BEGIN

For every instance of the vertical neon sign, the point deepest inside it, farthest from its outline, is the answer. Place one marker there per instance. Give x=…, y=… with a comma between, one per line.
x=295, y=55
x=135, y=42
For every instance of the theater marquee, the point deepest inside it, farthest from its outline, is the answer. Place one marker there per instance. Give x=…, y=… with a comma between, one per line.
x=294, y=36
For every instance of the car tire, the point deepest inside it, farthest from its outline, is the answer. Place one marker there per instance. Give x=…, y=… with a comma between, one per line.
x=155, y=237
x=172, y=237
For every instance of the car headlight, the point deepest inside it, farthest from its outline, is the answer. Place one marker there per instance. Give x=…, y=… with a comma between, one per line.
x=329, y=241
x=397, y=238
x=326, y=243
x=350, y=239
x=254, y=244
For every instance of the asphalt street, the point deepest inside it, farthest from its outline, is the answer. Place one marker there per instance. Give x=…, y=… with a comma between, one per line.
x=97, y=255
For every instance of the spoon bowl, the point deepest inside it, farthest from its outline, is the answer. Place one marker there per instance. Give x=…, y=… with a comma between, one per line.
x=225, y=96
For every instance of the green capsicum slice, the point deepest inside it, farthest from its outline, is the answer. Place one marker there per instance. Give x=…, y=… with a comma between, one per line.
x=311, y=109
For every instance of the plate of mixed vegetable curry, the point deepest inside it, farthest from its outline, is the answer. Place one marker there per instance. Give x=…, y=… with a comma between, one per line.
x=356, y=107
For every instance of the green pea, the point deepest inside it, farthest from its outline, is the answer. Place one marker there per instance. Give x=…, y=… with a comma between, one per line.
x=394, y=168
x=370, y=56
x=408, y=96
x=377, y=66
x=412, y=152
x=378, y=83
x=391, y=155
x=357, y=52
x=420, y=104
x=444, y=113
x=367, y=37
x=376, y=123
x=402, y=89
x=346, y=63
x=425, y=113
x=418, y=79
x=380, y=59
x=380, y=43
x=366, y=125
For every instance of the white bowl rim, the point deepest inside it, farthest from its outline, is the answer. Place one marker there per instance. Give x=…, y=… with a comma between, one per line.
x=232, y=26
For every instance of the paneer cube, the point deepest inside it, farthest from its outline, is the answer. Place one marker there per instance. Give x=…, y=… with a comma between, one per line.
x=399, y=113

END

Work request = What you return should match the data character for character.

Task response =
For every instance of the vertical neon sign, the point deepest inside it, farthest from its outline, is the answer. Place one marker there per instance. Give x=…, y=… with a comma between, one per line.
x=295, y=55
x=135, y=42
For every instance of the theater marquee, the point deepest inside it, farthest from its outline, is the answer. Place one marker there per instance. Give x=…, y=… with a comma between, one per line.
x=294, y=36
For every instance of the car tire, the point deepest inside it, farthest from its outline, is the answer. Place one marker there per instance. Give x=…, y=… with a comma between, one per line.
x=155, y=237
x=172, y=237
For every instance of the car headlight, the point deepest inside it, farthest from its outline, is the answer. Place one marker there per instance. Give x=…, y=… with a comma between, one per line.
x=329, y=241
x=397, y=238
x=326, y=243
x=350, y=239
x=254, y=244
For every instance of the asphalt street, the point deepest inside it, farthest from its outline, is the answer. Place one marker there per instance. Give x=…, y=… with a comma between, one per line.
x=97, y=255
For every instance of the spoon bowl, the point deepest inside it, farthest from its outline, is the answer. Place one marker there per instance. Give x=…, y=… with a comma between, one per line.
x=225, y=96
For every instance of the green capsicum slice, the point deepest inside it, farthest from its outline, is the answer. Place one marker there per instance. Give x=…, y=… with a comma between, one per line.
x=311, y=109
For every instance of the plate of mixed vegetable curry, the point deepest inside it, farthest from its outline, is the answer. Place one marker there per instance. Give x=…, y=… with a comma between, one per line.
x=356, y=107
For every instance of the green pea, the point deepest inside it, farthest from its outline, is the answer. Place one marker there per instance. Give x=…, y=… with a comma between, one per line.
x=394, y=168
x=370, y=56
x=408, y=96
x=377, y=66
x=412, y=152
x=378, y=83
x=391, y=155
x=357, y=52
x=420, y=104
x=444, y=113
x=367, y=37
x=376, y=123
x=402, y=89
x=346, y=63
x=425, y=113
x=418, y=79
x=380, y=59
x=380, y=43
x=366, y=125
For every instance of the white bowl rim, the point deepest inside it, farthest from its outline, is the answer. Place one marker there per instance. Give x=…, y=… with a comma between, one per line.
x=232, y=26
For every instance of the paneer cube, the point deepest inside it, farthest from its outline, is the answer. Place one marker there per instance. Give x=…, y=… with a comma between, one per line.
x=399, y=113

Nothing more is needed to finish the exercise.